# Free Roaming Setup



## TalkinTegu (May 27, 2018)

I am looking into getting my first tegu (a blue), and was wondering what yours guys opinion on free roaming setups. I would make a corner of my bedroom where it could bask, get its humidity, sleep etc. He would be able to roam my bedroom throughout the day. I do know that I would have to tegu proof my room, but what would do you guys have to say?


----------



## Walter1 (May 27, 2018)

Hi and welcome. Offering lots of room is always best. If the tegu's needs are met as is safety for you and tour home, such a set-up can work. My greatest concern is fire risk.


----------



## Gary (May 27, 2018)

Humidity needs are really hard to meet in a free roaming set up. My tegu has his own room in our house. At first it was lined with something similar to repticarpet and I maintained humidity with a humidifier. My tegu did not thrive until I lined the room with pond liner and filled it with dirt and bark. The difference in sheds and activity after the upgrade was night and day.

The humidity of the substrate is a very important factor in health. Many think that if the air is humid enough, the tegu will be healthy. That was not my experience. I now also provide an overturned bin with an entry hole, which holds a lot of moisture. That’s where my tegu prefers to sleep.

I set out wanting to have a free roaming setup, but I’d had enough experience with reptiles to know that my tegu wasn’t at its highest possible health a few weeks in, so I made some big changes.

I would strongly recommend against a free roaming setup. Get a proper enclosure with proper substrate that will allow digging and moisture. That doesn’t mean you can’t take your tegu out to roam your room a few hours every day. It just means it should be sleeping, basking, and exploring an environment tailored for its care requirements.

Entries from an annotation dataset:
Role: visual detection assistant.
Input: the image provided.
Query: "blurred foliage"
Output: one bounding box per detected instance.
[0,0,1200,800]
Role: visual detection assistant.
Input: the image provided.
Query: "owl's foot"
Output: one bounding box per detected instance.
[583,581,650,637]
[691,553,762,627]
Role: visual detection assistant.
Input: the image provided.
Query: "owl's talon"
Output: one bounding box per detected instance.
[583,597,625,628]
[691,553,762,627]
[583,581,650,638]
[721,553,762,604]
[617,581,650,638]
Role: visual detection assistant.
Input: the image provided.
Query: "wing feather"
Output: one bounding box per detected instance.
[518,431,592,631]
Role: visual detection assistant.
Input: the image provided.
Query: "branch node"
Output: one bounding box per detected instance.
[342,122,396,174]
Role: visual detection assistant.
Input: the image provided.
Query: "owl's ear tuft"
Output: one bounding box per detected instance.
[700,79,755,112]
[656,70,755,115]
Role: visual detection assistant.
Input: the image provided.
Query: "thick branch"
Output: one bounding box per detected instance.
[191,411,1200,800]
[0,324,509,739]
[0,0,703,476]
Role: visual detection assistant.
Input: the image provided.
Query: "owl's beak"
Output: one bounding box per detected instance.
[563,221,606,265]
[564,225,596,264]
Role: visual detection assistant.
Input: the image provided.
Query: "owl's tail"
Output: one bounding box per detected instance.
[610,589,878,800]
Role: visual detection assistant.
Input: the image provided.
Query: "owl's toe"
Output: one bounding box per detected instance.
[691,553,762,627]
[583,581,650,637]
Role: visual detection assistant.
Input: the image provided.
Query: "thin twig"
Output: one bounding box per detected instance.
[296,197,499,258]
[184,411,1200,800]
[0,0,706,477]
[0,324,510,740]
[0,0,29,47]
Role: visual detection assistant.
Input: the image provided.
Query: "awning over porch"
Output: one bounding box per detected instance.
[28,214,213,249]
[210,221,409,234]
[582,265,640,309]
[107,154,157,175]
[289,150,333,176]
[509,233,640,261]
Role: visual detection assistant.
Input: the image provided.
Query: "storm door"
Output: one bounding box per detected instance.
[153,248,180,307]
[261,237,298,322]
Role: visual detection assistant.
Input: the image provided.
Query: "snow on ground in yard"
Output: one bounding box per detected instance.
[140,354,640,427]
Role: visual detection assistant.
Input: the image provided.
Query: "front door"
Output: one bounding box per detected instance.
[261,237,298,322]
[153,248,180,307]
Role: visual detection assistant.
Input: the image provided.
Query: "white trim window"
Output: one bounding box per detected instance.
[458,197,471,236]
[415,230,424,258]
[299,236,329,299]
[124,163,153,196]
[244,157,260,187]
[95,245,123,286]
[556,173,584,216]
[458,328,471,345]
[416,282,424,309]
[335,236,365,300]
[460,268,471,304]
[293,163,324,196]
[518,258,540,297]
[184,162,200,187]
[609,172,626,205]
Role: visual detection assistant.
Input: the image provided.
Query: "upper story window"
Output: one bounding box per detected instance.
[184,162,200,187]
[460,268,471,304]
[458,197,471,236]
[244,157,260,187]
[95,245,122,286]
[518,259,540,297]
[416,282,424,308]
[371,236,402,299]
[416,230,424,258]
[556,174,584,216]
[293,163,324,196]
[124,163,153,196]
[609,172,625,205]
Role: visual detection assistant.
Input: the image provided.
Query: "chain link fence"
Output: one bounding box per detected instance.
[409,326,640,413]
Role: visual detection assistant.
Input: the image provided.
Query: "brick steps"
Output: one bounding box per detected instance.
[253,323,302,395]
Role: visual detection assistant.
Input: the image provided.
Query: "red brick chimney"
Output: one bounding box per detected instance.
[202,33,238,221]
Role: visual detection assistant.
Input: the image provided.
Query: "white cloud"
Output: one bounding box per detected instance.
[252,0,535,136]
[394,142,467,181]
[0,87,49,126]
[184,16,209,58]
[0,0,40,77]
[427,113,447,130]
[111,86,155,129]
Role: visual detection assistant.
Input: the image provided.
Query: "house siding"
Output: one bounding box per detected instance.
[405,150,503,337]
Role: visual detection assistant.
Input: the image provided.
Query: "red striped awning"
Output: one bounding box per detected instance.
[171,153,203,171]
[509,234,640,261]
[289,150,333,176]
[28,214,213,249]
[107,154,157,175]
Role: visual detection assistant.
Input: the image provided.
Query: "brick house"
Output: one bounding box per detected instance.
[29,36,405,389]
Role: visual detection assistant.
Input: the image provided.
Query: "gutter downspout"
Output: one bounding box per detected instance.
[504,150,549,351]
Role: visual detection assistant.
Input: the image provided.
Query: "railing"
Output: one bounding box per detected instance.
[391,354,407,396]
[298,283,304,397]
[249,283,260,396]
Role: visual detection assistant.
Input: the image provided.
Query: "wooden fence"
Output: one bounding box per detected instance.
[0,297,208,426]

### [Problem set]
a) Count the lines in the listing that contain the string "branch", treating uppercase and lowercase as different, and reply with only the number.
b) Write what comes next in the forum thread on free-roaming tegu setups, picking up after its final sentence.
The forum thread on free-roaming tegu setups and the listing were taken from unrelated sources.

### [Solved problems]
a) 2

b)
You didn’t say this, but it may apply to others that read my post in the future: If you think free roaming will save on costs because enclosures are expensive to build A TEGU ISN’T THE PET FOR YOU. This is an exotic pet with costly care requirements. Anyone here will tell you they’re well worth the cost, but costly nonetheless


----------



## TalkinTegu (May 27, 2018)

Gary said:


> Humidity needs are really hard to meet in a free roaming set up. My tegu has his own room in our house. At first it was lined with something similar to repticarpet and I maintained humidity with a humidifier. My tegu did not thrive until I lined the room with pond liner and filled it with dirt and bark. The difference in sheds and activity after the upgrade was night and day.
> 
> The humidity of the substrate is a very important factor in health. Many think that if the air is humid enough, the tegu will be healthy. That was not my experience. I now also provide an overturned bin with an entry hole, which holds a lot of moisture. That’s where my tegu prefers to sleep.
> 
> ...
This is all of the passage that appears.